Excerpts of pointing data
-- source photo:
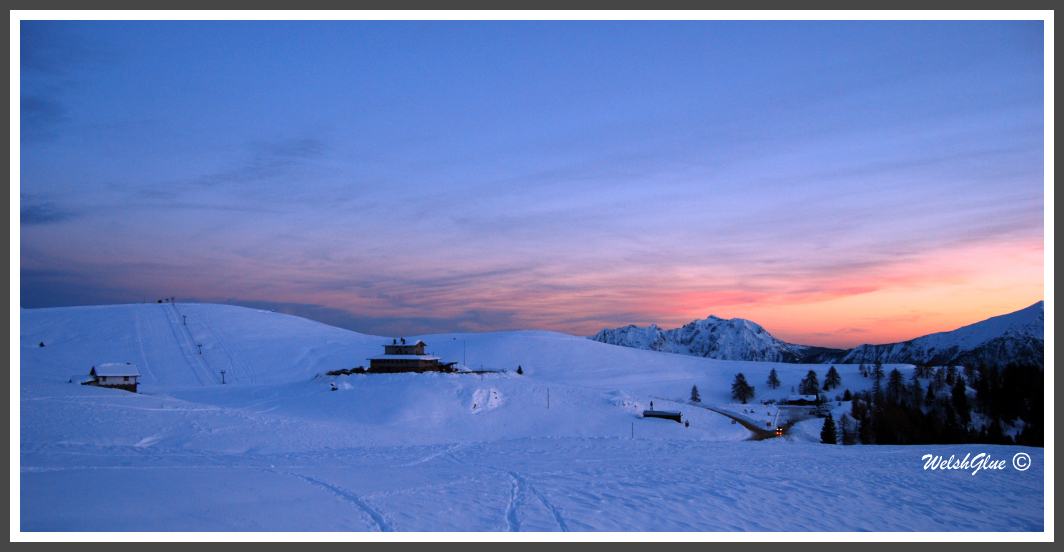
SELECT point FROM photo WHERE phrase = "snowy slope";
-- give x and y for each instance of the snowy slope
(727, 339)
(276, 449)
(1016, 336)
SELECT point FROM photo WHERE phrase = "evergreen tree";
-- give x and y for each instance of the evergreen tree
(828, 433)
(895, 384)
(960, 397)
(847, 428)
(832, 380)
(810, 384)
(916, 390)
(877, 385)
(938, 379)
(774, 380)
(741, 389)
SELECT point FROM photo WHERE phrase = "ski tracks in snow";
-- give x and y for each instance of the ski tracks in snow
(232, 349)
(139, 341)
(186, 346)
(518, 497)
(375, 516)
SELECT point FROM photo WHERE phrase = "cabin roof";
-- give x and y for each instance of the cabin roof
(110, 369)
(403, 357)
(404, 345)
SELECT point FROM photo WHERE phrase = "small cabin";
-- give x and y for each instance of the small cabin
(802, 400)
(668, 415)
(115, 374)
(401, 356)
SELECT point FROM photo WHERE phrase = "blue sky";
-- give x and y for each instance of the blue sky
(838, 182)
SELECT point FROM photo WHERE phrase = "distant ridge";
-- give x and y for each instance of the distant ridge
(1015, 336)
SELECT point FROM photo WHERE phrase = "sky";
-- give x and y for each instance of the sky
(836, 182)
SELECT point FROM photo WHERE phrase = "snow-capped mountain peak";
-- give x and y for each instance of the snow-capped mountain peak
(1015, 336)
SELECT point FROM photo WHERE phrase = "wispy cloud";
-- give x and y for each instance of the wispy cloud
(34, 213)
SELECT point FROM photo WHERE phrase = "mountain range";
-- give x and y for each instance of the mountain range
(1015, 336)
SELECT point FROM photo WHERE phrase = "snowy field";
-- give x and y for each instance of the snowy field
(275, 449)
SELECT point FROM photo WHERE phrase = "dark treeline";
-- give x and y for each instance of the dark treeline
(948, 405)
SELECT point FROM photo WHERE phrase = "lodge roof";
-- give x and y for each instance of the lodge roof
(109, 369)
(403, 357)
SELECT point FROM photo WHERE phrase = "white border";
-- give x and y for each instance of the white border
(19, 15)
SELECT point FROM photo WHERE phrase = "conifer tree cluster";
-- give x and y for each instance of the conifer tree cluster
(741, 389)
(943, 413)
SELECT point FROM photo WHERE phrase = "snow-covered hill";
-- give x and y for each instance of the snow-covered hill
(1016, 336)
(562, 448)
(726, 339)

▶ **STATED GOAL**
Collect every line of the listing above that contains the string "evergreen", matching case exactly.

▶ **TASK OUTPUT**
SELECT point FROM photo WHERE phrase = "evergreen tree";
-- give x and y for each instance of the evergreen tree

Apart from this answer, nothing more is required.